> **WHAT NEEDS TO BE DONE**:
Output the records again verbatim.
___ TASK INPUT
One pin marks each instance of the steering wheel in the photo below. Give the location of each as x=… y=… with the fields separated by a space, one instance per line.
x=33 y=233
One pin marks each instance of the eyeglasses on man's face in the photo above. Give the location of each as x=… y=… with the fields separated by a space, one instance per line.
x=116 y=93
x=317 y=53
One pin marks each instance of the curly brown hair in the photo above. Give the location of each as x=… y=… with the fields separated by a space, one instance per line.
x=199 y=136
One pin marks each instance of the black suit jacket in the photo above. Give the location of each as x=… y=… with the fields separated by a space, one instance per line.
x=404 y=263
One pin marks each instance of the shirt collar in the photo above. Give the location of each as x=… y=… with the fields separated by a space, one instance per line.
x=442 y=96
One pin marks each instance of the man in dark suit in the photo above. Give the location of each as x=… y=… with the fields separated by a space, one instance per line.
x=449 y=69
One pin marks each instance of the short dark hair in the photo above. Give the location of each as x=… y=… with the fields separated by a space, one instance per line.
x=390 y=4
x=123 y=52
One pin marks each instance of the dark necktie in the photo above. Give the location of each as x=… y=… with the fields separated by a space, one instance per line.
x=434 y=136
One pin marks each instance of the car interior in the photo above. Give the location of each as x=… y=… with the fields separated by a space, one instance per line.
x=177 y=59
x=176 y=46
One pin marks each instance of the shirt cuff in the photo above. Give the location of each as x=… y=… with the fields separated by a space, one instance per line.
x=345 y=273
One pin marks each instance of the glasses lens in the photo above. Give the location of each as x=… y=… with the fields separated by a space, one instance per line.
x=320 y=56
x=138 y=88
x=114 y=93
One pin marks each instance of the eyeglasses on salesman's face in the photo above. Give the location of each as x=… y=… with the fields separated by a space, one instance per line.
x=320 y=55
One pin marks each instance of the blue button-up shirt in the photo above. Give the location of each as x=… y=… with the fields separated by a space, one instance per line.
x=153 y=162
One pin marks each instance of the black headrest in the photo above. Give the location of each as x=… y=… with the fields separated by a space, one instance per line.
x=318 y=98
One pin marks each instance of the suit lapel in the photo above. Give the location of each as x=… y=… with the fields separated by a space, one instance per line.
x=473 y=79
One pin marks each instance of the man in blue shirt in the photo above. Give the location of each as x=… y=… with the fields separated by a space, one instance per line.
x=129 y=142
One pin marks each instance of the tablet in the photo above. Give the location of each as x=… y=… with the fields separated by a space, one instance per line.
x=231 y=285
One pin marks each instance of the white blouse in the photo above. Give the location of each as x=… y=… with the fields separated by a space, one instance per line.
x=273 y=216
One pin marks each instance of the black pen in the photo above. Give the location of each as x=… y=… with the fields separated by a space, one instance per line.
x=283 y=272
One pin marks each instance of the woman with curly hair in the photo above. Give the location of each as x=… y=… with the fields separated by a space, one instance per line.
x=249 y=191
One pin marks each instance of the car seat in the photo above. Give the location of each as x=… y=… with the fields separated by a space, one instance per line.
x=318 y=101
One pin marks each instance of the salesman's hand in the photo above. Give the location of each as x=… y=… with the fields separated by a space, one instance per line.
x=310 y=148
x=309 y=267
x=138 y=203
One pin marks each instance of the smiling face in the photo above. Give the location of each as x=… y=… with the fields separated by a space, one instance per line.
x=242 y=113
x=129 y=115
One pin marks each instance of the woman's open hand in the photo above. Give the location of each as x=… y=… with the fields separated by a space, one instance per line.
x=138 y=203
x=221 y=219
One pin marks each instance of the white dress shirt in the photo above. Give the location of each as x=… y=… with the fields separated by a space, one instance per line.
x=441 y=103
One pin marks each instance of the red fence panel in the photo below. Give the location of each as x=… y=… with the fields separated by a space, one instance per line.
______
> **COMPLETED TASK**:
One pin marks each instance of the steering wheel in the photo below. Give the location of each as x=… y=… with the fields separated by a space, one instance per line.
x=33 y=233
One pin marks each instance of the eyeglasses on man's face in the photo above. Give the location of each as x=… y=… with the fields separated by a space, one instance per line.
x=116 y=93
x=317 y=53
One pin marks each instance of the curly brown hair in the photo above. Give the location of each as x=… y=… with the fields separated by a space, one instance per line.
x=199 y=136
One pin marks each instance of the black suit jacket in the photo above. Give the location of each as x=… y=… with the fields separated by a space, one instance per line.
x=404 y=263
One pin marks each instance of the shirt collar in the photo above. Give the location of each as x=… y=… with the fields separated by a space, one instance per line.
x=442 y=96
One pin marks each instance of the man in dark suit in the photo above. Give the location of each as x=… y=… with the fields separated by a space, one instance per line.
x=449 y=69
One pin marks each instance of the short dark hair in the photo above. Give the location of each as x=… y=… with the fields separated by a space, one instance per line.
x=390 y=4
x=123 y=52
One pin marks each instance of the dark necktie in the photo above. Give the location of each as x=… y=… with the fields separated by a space, one instance per line.
x=434 y=136
One pin marks each instance of the car interior in the photo above. Give the location of each as x=… y=… with the fields separated by a space, one instance per line.
x=177 y=59
x=176 y=46
One pin marks each instance of the shirt cuff in the photo above. Give the location of each as x=… y=… with the fields separated by a space, one instance per line.
x=345 y=273
One pin marks each instance of the glasses lens in the photo above. Give the location of each as x=… y=… with the fields separated by a space, one instance per line.
x=320 y=56
x=138 y=88
x=114 y=93
One pin marks each instance of the eyeglasses on salesman's face in the photo above. Give the location of each as x=… y=… with the fields separated by a space, one instance per line.
x=320 y=55
One pin marks each instance of the blue button-up shirt in the photo above. Give the location of each as x=… y=… with the fields separated by a space, one instance per line.
x=153 y=162
One pin marks each instance of the black headrest in the photo above. Give the location of each as x=… y=… with the fields separated by a space, one instance per line.
x=318 y=98
One pin marks each instance of the suit lapel in the photo above. Give the location of each as x=… y=… with the fields separated by a space, one instance per line.
x=473 y=79
One pin marks each instance of the man in blue shirt in the photo above. Give the location of each as x=… y=… with the fields separated by a space, one instance per line.
x=129 y=142
One pin marks each instance of the tablet in the photo above. Give the location of each as x=… y=… with the fields separated by a space, one instance per line.
x=231 y=285
One pin marks each instance of the white blouse in the photo above. Give the location of each as x=… y=… with the fields separated by a space, one instance per line.
x=273 y=216
One pin marks each instance of the black pen in the photo above. Give the location of each as x=… y=… with the fields separated by a space, one instance per line.
x=283 y=272
One pin marks each instance of the woman with curly hair in the photo above. Give the location of each as x=… y=… with the fields separated by a space, one instance per line.
x=249 y=191
One pin marks each instance of the car seat in the photo above. Give the location of each as x=… y=… with the fields separated by a space, one instance per line.
x=318 y=101
One pin marks each instance of the salesman's hand in the photo above. Give the location of each as x=… y=… with the fields separated by a space, one instance per line.
x=310 y=148
x=309 y=267
x=138 y=203
One pin marks each instance of the smiling face in the photo above. Give the location of each as x=… y=… with the fields separated by a space, one instance per line.
x=242 y=113
x=129 y=115
One pin marks each instance of the woman's open hand in the photo above. Give the location of each as x=… y=… with the fields separated by a space, one instance per line.
x=138 y=203
x=221 y=219
One pin marks each instance of the white dress shirt in the photo above. Give the location of each as x=… y=… with the fields separated by a space, one instance per line.
x=441 y=103
One pin marks each instance of the red fence panel in the photo below. Give the location of each as x=… y=… with the fields separated by a space, one instance per line.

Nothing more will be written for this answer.